Set problem: Pictures do not belong in the copy; quote every entry below exactly.
═════ Exercise materials
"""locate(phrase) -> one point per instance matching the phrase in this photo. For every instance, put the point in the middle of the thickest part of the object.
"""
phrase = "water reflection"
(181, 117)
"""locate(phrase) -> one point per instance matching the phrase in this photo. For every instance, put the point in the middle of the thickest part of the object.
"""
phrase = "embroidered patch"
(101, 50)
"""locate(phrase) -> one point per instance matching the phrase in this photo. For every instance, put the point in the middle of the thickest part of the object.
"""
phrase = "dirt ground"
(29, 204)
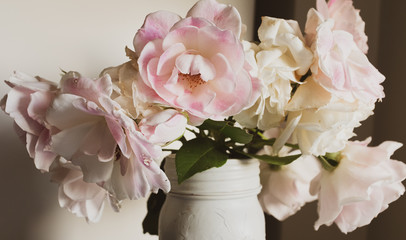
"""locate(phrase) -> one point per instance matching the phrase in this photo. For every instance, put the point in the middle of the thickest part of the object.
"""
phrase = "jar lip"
(235, 177)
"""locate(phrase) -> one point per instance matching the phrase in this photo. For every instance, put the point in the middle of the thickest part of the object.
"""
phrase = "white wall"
(40, 37)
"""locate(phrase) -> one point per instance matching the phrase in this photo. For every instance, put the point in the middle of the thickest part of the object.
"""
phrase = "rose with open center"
(196, 64)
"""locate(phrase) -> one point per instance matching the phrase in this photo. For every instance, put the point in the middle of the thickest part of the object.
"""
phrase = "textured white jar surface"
(217, 204)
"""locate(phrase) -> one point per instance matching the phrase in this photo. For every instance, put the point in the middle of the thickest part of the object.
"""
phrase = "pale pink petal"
(168, 58)
(192, 21)
(81, 198)
(163, 127)
(43, 157)
(156, 26)
(63, 114)
(18, 100)
(189, 63)
(38, 106)
(91, 89)
(223, 16)
(138, 181)
(94, 171)
(364, 183)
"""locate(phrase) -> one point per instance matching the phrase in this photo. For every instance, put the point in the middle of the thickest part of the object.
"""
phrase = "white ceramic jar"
(217, 204)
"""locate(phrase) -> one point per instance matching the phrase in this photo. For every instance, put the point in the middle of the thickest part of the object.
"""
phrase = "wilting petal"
(163, 127)
(81, 198)
(364, 183)
(286, 190)
(138, 181)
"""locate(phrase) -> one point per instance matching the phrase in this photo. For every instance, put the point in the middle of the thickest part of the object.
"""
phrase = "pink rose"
(346, 18)
(163, 127)
(364, 183)
(95, 133)
(342, 69)
(81, 198)
(285, 190)
(196, 64)
(27, 103)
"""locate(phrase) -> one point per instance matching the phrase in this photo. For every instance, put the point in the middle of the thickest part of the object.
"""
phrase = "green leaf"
(154, 205)
(212, 125)
(236, 134)
(275, 160)
(197, 155)
(328, 163)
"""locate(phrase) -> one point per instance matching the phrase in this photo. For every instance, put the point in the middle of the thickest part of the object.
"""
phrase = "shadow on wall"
(25, 193)
(386, 39)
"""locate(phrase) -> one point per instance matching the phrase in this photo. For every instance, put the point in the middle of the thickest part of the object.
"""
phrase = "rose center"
(192, 81)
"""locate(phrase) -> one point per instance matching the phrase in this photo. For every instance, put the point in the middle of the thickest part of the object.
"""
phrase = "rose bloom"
(27, 103)
(364, 183)
(345, 17)
(340, 65)
(281, 58)
(77, 196)
(321, 122)
(286, 189)
(196, 64)
(96, 134)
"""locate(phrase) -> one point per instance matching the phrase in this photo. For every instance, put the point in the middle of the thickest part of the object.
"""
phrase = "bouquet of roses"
(289, 100)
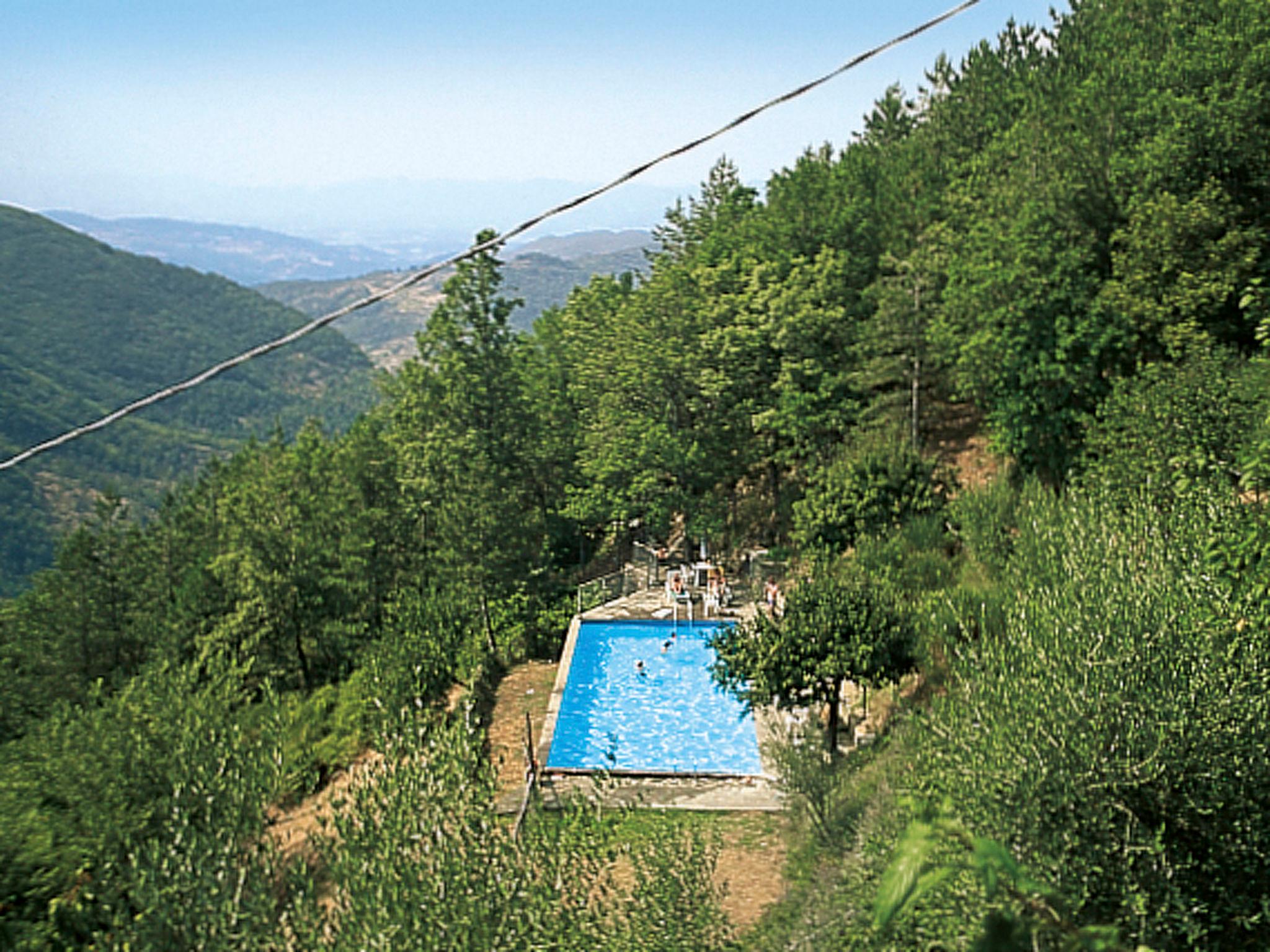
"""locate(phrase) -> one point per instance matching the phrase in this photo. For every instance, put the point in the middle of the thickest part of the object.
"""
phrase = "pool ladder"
(687, 601)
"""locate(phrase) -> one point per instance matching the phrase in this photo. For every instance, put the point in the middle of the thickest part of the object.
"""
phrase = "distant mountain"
(386, 330)
(243, 255)
(588, 244)
(86, 328)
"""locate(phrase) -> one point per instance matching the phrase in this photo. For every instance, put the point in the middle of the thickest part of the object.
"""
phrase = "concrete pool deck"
(654, 791)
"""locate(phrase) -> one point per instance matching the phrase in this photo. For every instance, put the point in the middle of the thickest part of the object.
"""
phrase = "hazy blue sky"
(193, 108)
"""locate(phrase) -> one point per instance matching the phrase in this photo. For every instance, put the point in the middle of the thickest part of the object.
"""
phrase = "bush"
(864, 490)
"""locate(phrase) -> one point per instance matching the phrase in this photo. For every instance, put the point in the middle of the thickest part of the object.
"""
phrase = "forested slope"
(86, 329)
(1065, 236)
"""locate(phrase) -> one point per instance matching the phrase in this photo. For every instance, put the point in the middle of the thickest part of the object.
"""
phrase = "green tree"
(463, 436)
(836, 627)
(871, 488)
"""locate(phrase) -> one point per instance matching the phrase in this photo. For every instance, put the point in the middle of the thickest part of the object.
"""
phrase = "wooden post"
══════════
Full output:
"""locate(phrase) -> one point per instance matching the phrase in this photo. For every instance, put the point in the middle of the thickest part of the object.
"""
phrase = "water reflection"
(181, 117)
"""locate(phrase) -> one point per instance matching the phrase in this photo. For every instance, put the point in the middle of the thickest part of the object.
"""
phrase = "embroidered patch"
(101, 50)
"""locate(phrase) -> one point per instance matching the phrase in this photo. For every instance, put the point in the middle of the thickest part of the object.
"""
phrase = "dirt ground"
(29, 204)
"""locate(phrase) -> one point per instance matching the phrase in this photo. For every instance, put the point in the middle of the thickest part of the object.
"""
phrase = "jar lip"
(235, 177)
"""locate(phrase) -> one point per instance matching the phrase in this photo. For every instance, put the point in the middle of the thickest part of the object.
"""
phrase = "white wall"
(40, 37)
"""locate(phrase) -> one point per instance matching the phrase in this photo. For every instance, put the point in the middle of the thickest part of the object.
"""
phrase = "rose with open center"
(196, 64)
"""locate(phrase) -> one point per instance matching the phrase in this photo. For every instance, put the point in the middle of the thickest part of the object.
"""
phrase = "textured white jar surface"
(217, 204)
"""locate(phrase) -> one point per instance matching the phrase in this photo. For every instance, put the point in the middle of the thickest part of the object.
"""
phrase = "pale pink petal"
(168, 58)
(192, 21)
(81, 198)
(163, 127)
(43, 157)
(156, 26)
(63, 114)
(18, 100)
(189, 63)
(38, 106)
(91, 89)
(223, 16)
(138, 181)
(94, 171)
(364, 183)
"""locate(phrase) -> one point per instance matching the phrase in this photo. For every instance, put the point in the middle of the thickest part of the object.
"""
phrase = "white ceramic jar"
(217, 204)
"""locate(phrase) -> one point per instance matching the phrase in this photo. For every instance, put the point in the middle of the thickest part of the object.
"""
phrase = "wilting petal"
(163, 127)
(81, 198)
(364, 183)
(286, 190)
(138, 181)
"""locate(phrase) -> one point per instance matching the phrase in this photo. For every instance, put the point in the middle of the thickest part of the object.
"""
phrase = "pink rose"
(346, 18)
(163, 127)
(364, 183)
(95, 133)
(342, 69)
(81, 198)
(285, 190)
(196, 64)
(27, 103)
"""locate(phrase) -> one point per instance matching the phrase in this photo. For every instance, put the point in the middle of the thickest part of the object.
"""
phrase = "green leaf"
(154, 205)
(212, 125)
(236, 134)
(275, 160)
(197, 155)
(328, 163)
"""locate(phrase) -> one point per instance matching the phrase in this photo. For every instance, put the point in the middle of the thickest part of the object.
"""
phrase = "shadow on wall"
(25, 193)
(386, 39)
"""locate(phrase) -> one point per instance matching the phrase in this photo. For every instance, put the point in the middle of the thickest part of the object.
"""
phrase = "rose center"
(192, 81)
"""locate(phrase) -> one point per instance matching the phrase in this photo. For every instance, put the point in the middle of the thickest part of the object.
"""
phrase = "rose bloom"
(27, 103)
(364, 183)
(345, 17)
(340, 65)
(281, 58)
(77, 196)
(321, 122)
(286, 189)
(196, 64)
(96, 134)
"""locate(phrase) -> one point per instance matching the phrase in this photo. For every instance, put the point in the middle of the thickest part of the object.
"""
phrase = "bouquet of roses"
(289, 100)
"""locate(phrase) -> one point per instance matching the phrase in this photo. For every instance, put the point in the middle of the thickest part of the object.
"""
phrase = "pool ladder"
(687, 601)
"""locate(phrase) -> one point per instance matching the phrase in this photo. For every instance, put the point in the middle of the thickest part of the object.
"""
phrase = "distant mountain"
(386, 330)
(243, 255)
(588, 244)
(86, 328)
"""locate(phrase) -> one point per instance matching the phrase in this photo. For every instance, put the point in the middle of the thickest part of the object.
"""
phrase = "concrete pool deck"
(654, 791)
"""locate(phrase) -> one point per instance matching the phrase in this photo. For every instance, put the point in the middle of the thickest part of the object.
"""
phrase = "hazy blue sky"
(193, 108)
"""locate(phrase) -> one point per instance matching the phrase in this photo. For every instance, put the point in the middle of the thickest part of the object.
"""
phrase = "bush"
(864, 490)
"""locate(phrase) -> one point per instance matching the phrase in this photo. For every instance, put the point in the middle of the thickest part of the object.
"""
phrase = "forested slope"
(86, 329)
(1065, 236)
"""locate(phrase) -> one point per instance matching the phrase in this photo. For every instance, put the point in the middle of the thickest part of the object.
"""
phrase = "green tree"
(463, 436)
(836, 627)
(871, 488)
"""locate(phrase) -> one point per instance matching the phrase in this photo. For every instance, put the point in the middle of the thickest part of the object.
"""
phrase = "wooden post"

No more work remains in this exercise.